=== Task prompt ===
In the part of the listing that opens with the line containing "Is there any billboard" and closes with the line containing "280;69;333;90", change "rear side window" to "back window" and leave everything else as it is. Return only those lines.

=== Dataset extract ===

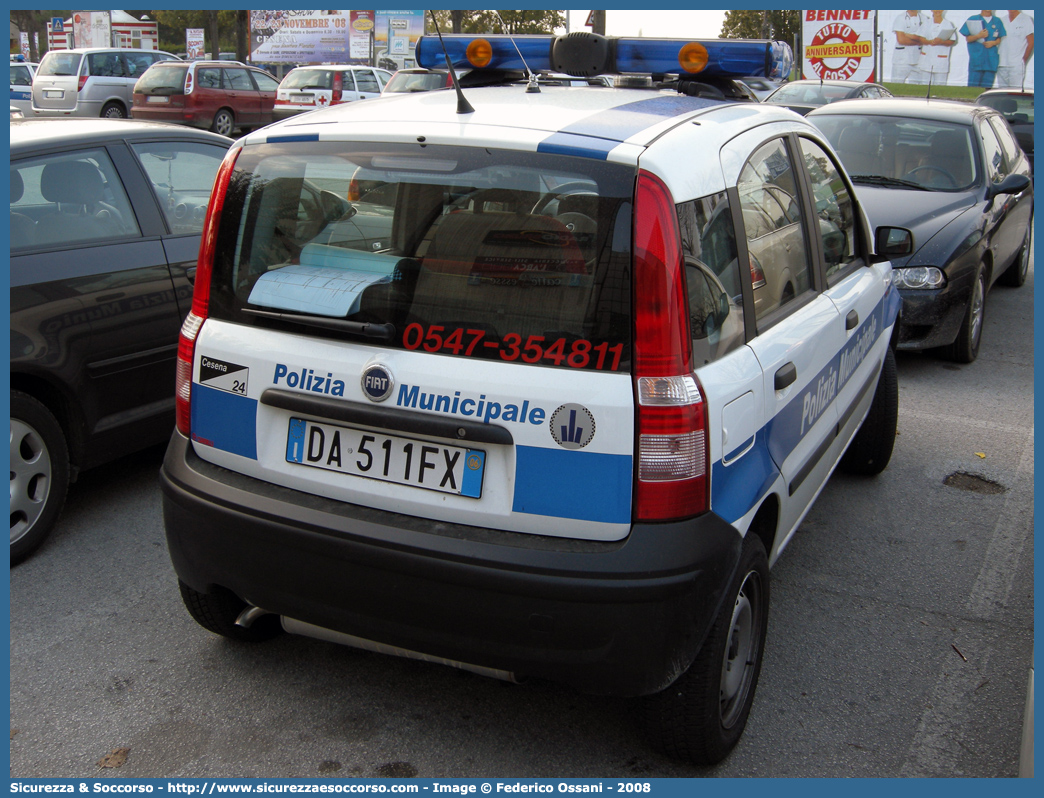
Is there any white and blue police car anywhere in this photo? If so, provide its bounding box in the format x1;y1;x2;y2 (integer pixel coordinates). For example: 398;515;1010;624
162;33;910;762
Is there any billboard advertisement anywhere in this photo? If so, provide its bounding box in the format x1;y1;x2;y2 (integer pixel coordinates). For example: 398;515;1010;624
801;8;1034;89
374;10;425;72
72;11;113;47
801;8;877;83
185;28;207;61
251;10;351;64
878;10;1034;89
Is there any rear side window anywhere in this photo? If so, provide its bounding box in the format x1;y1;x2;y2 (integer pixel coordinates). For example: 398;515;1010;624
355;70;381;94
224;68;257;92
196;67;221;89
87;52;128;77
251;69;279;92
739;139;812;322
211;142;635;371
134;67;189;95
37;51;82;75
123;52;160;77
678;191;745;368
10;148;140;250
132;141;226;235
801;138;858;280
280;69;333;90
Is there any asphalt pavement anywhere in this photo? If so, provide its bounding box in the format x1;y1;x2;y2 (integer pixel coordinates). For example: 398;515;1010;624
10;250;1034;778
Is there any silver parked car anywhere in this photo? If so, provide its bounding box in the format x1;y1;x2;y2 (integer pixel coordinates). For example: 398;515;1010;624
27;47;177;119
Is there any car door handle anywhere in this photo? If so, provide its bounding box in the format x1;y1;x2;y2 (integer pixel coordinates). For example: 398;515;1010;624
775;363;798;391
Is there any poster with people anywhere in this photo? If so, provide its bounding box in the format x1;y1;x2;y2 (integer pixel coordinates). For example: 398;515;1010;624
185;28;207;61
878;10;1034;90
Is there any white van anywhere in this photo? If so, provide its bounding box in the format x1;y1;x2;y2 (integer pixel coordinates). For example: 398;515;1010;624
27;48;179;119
==
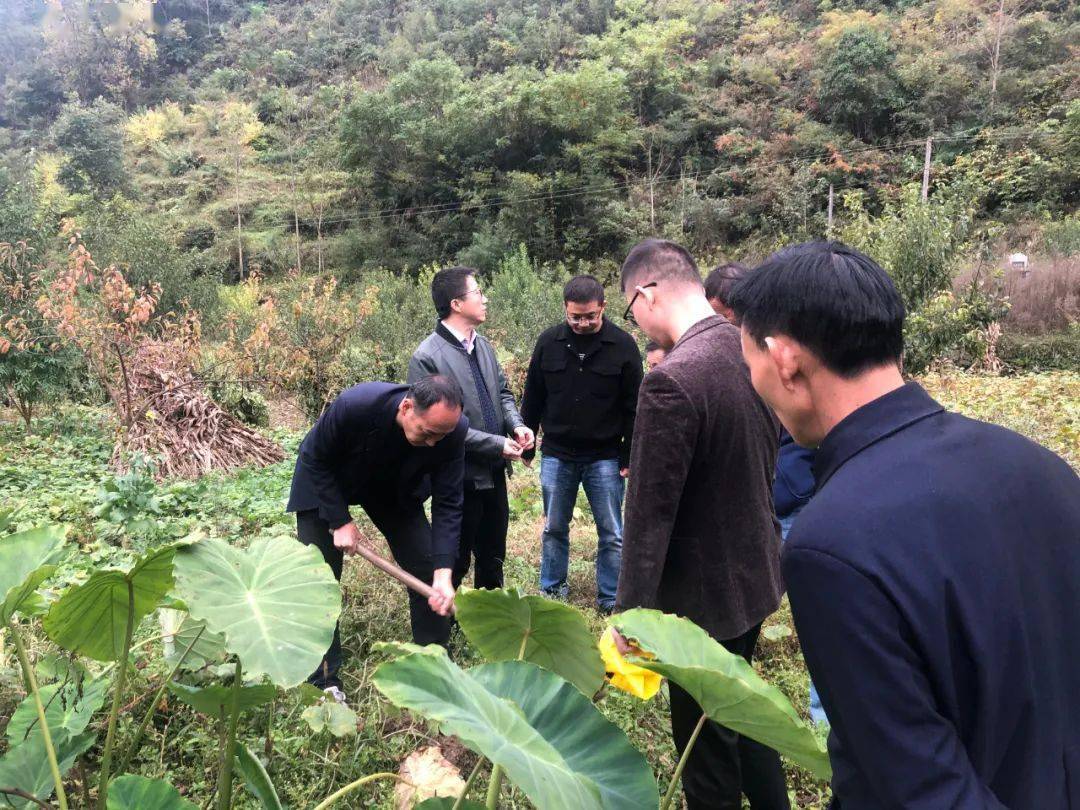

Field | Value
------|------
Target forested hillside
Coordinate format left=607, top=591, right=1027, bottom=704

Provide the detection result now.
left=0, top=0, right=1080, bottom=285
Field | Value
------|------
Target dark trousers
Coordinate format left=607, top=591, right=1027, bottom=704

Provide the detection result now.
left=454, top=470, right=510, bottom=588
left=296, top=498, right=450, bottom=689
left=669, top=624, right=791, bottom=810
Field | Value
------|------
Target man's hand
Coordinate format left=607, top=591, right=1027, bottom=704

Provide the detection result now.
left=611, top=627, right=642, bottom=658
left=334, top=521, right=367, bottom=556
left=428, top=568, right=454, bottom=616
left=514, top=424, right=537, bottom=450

=== Full answer ===
Is there any billboard advertisement anywhere in this photo? If so, provide its bounding box in the format x1;y1;x2;y2 (integer pixel coordinates). For example: 398;515;1010;624
801;8;1034;89
374;10;425;72
72;11;113;47
801;8;877;83
185;28;207;61
251;10;351;64
878;10;1034;89
Is there any back window anywhere in this photo? If so, provide its bounding box in the format x1;y1;x2;y2 (integer pixel coordinates). For example: 398;515;1010;624
355;70;381;94
224;68;257;92
196;67;221;89
87;52;128;77
251;69;279;92
739;139;812;322
211;142;635;371
134;67;189;95
37;51;82;75
123;52;160;77
678;191;745;368
10;148;140;250
132;141;226;235
801;138;858;280
280;69;333;90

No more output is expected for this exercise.